→ Activity: Output all of the records word for word and drop the images.

→ Dataset records:
======

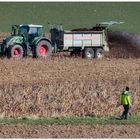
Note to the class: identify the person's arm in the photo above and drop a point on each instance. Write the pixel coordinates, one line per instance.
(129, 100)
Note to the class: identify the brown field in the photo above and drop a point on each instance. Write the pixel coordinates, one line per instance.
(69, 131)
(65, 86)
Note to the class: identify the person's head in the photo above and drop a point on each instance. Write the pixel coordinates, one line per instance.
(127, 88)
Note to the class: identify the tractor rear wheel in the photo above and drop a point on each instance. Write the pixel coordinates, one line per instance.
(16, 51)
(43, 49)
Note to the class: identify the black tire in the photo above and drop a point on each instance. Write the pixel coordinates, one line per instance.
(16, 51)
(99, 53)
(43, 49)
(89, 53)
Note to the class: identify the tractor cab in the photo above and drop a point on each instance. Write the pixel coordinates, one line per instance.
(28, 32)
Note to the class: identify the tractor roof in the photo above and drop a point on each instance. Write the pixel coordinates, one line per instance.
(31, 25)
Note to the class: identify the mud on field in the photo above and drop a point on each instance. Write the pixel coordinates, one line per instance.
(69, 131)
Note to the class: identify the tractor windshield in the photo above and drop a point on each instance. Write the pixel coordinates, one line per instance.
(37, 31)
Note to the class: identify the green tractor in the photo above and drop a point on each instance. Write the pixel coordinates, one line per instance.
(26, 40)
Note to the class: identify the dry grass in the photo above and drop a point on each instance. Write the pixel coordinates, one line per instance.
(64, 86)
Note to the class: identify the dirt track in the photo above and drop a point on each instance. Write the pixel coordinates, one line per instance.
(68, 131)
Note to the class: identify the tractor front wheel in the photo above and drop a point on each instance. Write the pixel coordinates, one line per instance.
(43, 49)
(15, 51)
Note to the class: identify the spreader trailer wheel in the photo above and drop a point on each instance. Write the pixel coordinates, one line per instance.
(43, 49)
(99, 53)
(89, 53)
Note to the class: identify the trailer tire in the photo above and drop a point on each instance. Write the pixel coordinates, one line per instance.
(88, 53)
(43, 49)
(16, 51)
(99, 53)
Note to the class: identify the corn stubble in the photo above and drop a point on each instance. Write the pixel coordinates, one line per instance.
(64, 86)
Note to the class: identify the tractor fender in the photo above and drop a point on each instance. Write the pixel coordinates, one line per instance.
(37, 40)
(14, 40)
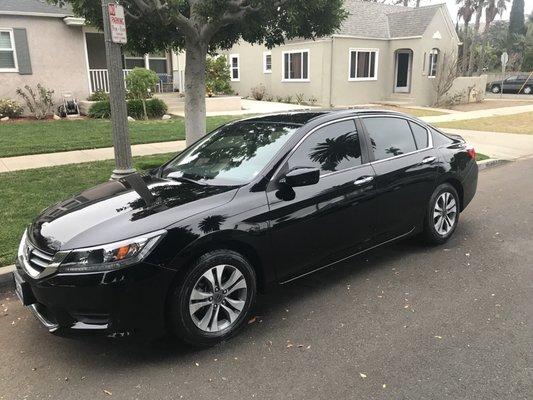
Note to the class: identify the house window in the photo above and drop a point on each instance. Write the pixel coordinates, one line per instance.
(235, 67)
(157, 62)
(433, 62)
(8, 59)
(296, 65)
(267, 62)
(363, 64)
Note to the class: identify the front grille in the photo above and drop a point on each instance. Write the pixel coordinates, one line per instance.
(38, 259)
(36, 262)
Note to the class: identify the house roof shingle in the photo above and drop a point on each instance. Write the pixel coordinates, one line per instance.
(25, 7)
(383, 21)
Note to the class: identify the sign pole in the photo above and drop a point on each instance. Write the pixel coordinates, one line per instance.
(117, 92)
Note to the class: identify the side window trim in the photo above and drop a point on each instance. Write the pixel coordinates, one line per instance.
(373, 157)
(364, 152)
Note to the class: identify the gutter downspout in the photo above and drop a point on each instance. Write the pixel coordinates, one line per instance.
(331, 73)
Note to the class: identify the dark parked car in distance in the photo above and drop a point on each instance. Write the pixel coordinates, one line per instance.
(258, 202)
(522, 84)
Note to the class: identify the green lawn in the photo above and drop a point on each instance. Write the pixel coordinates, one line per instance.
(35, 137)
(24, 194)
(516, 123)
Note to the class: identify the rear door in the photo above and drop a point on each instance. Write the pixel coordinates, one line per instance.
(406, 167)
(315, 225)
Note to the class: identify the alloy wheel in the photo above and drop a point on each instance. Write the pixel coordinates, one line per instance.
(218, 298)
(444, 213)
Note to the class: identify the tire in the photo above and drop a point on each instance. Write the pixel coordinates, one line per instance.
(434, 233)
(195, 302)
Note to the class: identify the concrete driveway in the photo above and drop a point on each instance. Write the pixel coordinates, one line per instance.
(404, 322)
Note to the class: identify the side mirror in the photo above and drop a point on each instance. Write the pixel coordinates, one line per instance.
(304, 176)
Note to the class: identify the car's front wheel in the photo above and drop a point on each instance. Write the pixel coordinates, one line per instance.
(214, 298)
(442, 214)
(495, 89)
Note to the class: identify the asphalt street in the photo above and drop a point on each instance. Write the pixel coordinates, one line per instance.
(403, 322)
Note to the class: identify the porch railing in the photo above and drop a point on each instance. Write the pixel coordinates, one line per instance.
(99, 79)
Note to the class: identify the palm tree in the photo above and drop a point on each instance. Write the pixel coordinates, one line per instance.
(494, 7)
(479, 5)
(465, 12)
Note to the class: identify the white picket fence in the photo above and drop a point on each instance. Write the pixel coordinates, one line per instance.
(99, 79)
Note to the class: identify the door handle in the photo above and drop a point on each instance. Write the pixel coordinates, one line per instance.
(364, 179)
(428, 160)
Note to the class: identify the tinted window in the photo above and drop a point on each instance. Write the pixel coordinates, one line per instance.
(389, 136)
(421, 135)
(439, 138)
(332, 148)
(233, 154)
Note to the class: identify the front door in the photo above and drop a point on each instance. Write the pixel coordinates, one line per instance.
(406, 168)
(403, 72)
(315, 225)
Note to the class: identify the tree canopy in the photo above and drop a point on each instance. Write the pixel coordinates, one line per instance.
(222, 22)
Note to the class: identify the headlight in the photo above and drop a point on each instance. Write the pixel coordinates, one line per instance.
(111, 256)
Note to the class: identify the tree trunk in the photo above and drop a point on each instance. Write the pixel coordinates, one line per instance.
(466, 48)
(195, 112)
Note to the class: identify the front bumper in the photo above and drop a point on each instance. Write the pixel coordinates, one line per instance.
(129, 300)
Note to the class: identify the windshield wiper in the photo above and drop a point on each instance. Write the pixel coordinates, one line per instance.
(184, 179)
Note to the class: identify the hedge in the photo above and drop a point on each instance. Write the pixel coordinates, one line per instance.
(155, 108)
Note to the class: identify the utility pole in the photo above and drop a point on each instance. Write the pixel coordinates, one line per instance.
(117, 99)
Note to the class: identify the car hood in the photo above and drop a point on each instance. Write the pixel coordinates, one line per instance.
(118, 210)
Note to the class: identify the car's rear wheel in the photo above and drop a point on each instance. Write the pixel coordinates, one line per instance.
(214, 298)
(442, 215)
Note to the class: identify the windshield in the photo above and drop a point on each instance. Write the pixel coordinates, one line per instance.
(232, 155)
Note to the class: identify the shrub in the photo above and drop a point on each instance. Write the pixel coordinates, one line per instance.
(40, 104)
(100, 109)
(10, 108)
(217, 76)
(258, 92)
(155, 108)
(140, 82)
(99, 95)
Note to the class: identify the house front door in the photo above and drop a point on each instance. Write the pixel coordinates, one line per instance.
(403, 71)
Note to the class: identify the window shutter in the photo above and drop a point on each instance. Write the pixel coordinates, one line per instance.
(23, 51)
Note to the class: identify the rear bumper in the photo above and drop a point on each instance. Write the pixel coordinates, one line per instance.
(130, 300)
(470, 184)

======

→ Answer to this exercise:
Note to the class: identify the person's arm in the photo above and drop a point on each instance. Write the pixel coordinates, one line per instance.
(129, 100)
Note to the class: identify the brown field in the photo above and drop a point on each instance. Write the pixel coordinates, one line per instance.
(69, 131)
(65, 86)
Note to the class: identify the person's head in the photo above and drop a point on each instance. Write the pixel coordinates, one line per instance.
(127, 88)
Note to the class: identify the tractor rear wheel in the photo above and drop a point on each instance. Write the pixel coordinates, one line per instance.
(16, 51)
(43, 49)
Note to the class: identify the black tire in the photo above and drop a point on each instance. Write the pixel coordinates, one line per instance.
(16, 51)
(99, 53)
(43, 49)
(89, 53)
Note to the class: identify the tractor cab in the photo above and drop a point on each instance. Write the pixel coordinates, one line per instance.
(28, 32)
Note to the class: identify the tractor roof in the photo above and drop a point on each instance. Write the pixel coordinates, one line per instance.
(31, 25)
Note to the class: identify the mud on field in the photo above and drop a point on each instance. Write the pixel coordinates, one line per instance.
(69, 131)
Note to the class: identify the tractor windshield in the photo above and drop a point on each instance. Write the pixel coordinates, one line per instance.
(37, 31)
Note to the class: identify the green tractor in the photo above and drop a point on each instance. Write the pixel coordinates, one line per instance.
(26, 40)
Note to the class: identify the dry grass in the photo above and drop a point on each instance. Write the pixel coordinates, one line per instance.
(64, 86)
Note to the class: identify the dirt track in the photo above and drop a point on each instance. Write the pixel coordinates, one line per instance.
(68, 131)
Note to the class: identify the tractor front wheel in the photo above and drop a point on each instance. Write the pixel coordinates, one line per instance.
(43, 49)
(15, 51)
Note to the class: identify the spreader trailer wheel in the photo above and drop a point on each instance. Write the pixel coordinates, one line per instance.
(43, 49)
(99, 53)
(89, 53)
Note to the class: identify the trailer tire in the photo above and drop a point on each instance. Write the pixel coordinates, one line per instance.
(88, 53)
(43, 49)
(16, 51)
(99, 53)
Note to the class: identify the corn stubble in the photo above and drop a point on each instance. Write the pixel coordinates, one line per instance.
(64, 86)
Note to the class: identify the tractor fender in the photo above and drop a point on each instance. Write the pixel coordinates, one line per instance.
(37, 40)
(14, 40)
Note to the class: identify the house window in the photo above and drop a point on each instance. Write the pixel coordinates, one line per instance.
(235, 67)
(157, 62)
(433, 62)
(8, 59)
(296, 65)
(267, 62)
(363, 64)
Note to the class: identify the front grille in the photo above and drop a point on each instance. Write the pixel coordinates, one line per instance.
(38, 259)
(36, 262)
Note to the class: identify the house roof shingle in the photo above and drop a point on each instance. Write the pixel coordinates, one line per instance.
(25, 7)
(383, 21)
Note to the class: identify the sign pole in the photo above and drop a point on each instance. Write the pixel coordinates, one line per instance.
(117, 92)
Note to the class: identify the side window trim in the photo above and drop a point on each instance. Write the pixel coordinates, one line per instance.
(373, 157)
(364, 152)
Note to the class: identify the gutter downspout in the photo above and drop a point on each instance. Write the pixel coordinates, one line per instance.
(331, 73)
Note to the class: identify the dark parked car in distance in the photo above and drop a point on each instance. Write the pixel coordinates, one line per instance.
(258, 202)
(522, 84)
Note to the class: identify the green lawn in the photo above and drop a point on each instance. Write the pixel coordinates, one line per instance.
(35, 137)
(24, 194)
(516, 123)
Note to the class: identify the rear door in the photo above and drop a point on each instance. Write the pixel coordinates, one line per instance.
(406, 167)
(315, 225)
Note to the class: identify the alloy wheel in the photo above and drop a point on each instance. Write the pixel coordinates, one line per instance.
(218, 298)
(444, 213)
Note to the class: identify the tire in the photo above and drop a point on each instance. Write the pixel coordinates, one line per instance.
(434, 233)
(195, 302)
Note to the class: identify the concrete driveway in the photo above and drop a point on each instance. Write the pixel coordinates, one line per instance.
(404, 322)
Note to the class: identify the side mirror in the photo above and drop a point on each instance. Write the pixel coordinates, one line per instance.
(304, 176)
Note to the class: identify the car's front wheel in the photo above and drop a point on each instance. Write the pixel coordinates, one line per instance.
(214, 298)
(442, 214)
(495, 89)
Note to the class: identify the asphalt street in the photo above and drop a point on each instance. Write the pixel coordinates, one line per instance.
(403, 322)
Note to the class: identify the porch railing in the photo above and drop a point on each instance. Write the pixel coordinates, one line per instance.
(99, 79)
Note to the class: identify the palm tree in the photo above and drop a point on each instance. Write the pixel coordinates, one line per instance.
(494, 7)
(479, 5)
(465, 12)
Note to the class: identify the white picket fence in the photo above and drop a point on each instance. Write the pixel coordinates, one line per instance.
(99, 79)
Note to the class: identify the door handle in the photo above and drop a point on each instance. Write the pixel coordinates, one line per instance.
(364, 179)
(428, 160)
Note to the class: identify the tinted window in the photo above and drop a point on each instance. Write the pixel coordinates, one line per instance.
(389, 136)
(421, 135)
(439, 138)
(332, 148)
(233, 154)
Note to the class: identify the front door in the photo above and drop a point on each instance. Write the pixel coordinates, one line per instance.
(406, 168)
(403, 72)
(315, 225)
Note to the class: identify the tree canopy in the photo above and drop a point on each instance. Write the pixel coordinates, one line per instance.
(222, 22)
Note to the class: identify the headlight in the photo above and drop a point on each instance. Write the pixel coordinates, one line per instance.
(111, 256)
Note to the class: identify the tree trunk in the photo above and drop a point on each instance. Write the pixel coordinates, one line per instance.
(466, 48)
(195, 112)
Note to the class: identify the front bumper in the photo above and drop a point on each instance. Write the pixel coordinates, one line per instance.
(129, 300)
Note to the class: identify the windshield wiper in the photo above and drop a point on each instance. Write the pixel coordinates, one line per instance.
(184, 179)
Note to the class: identify the hedge in the photo above and drop a point on each instance. Write the pixel coordinates, one line per instance.
(155, 108)
Note to the class: identify the utility pole in the photo above and drop a point on each instance. Write the pixel coordinates, one line per instance.
(117, 99)
Note to the class: identify the car hood in the photo above and drop a point on each instance. Write the pixel coordinates, one line per instance.
(118, 210)
Note to the class: identify the car's rear wheel in the photo above and drop a point on each instance. Write the pixel coordinates, one line per instance.
(214, 298)
(442, 215)
Note to the class: identify the windshield in the photo above and drop a point on each instance. Write the pixel coordinates, one line per instance.
(232, 155)
Note to the class: identify the shrub in the photo above and drop a point on each instance. Write the pixel coordinates, one line per instance.
(40, 104)
(100, 109)
(10, 108)
(217, 76)
(258, 92)
(155, 108)
(140, 82)
(99, 95)
Note to the class: identify the house front door in the photo above and drop a point on each instance. Write the pixel coordinates, one line per instance.
(403, 71)
Note to the class: identify the window shutter in the photo above and drop a point on each instance. Write the pixel coordinates, one line per instance.
(23, 51)
Note to the class: identify the rear bumper in the photo above and drop a point on each instance. Write the pixel coordinates, one line per instance.
(130, 300)
(470, 184)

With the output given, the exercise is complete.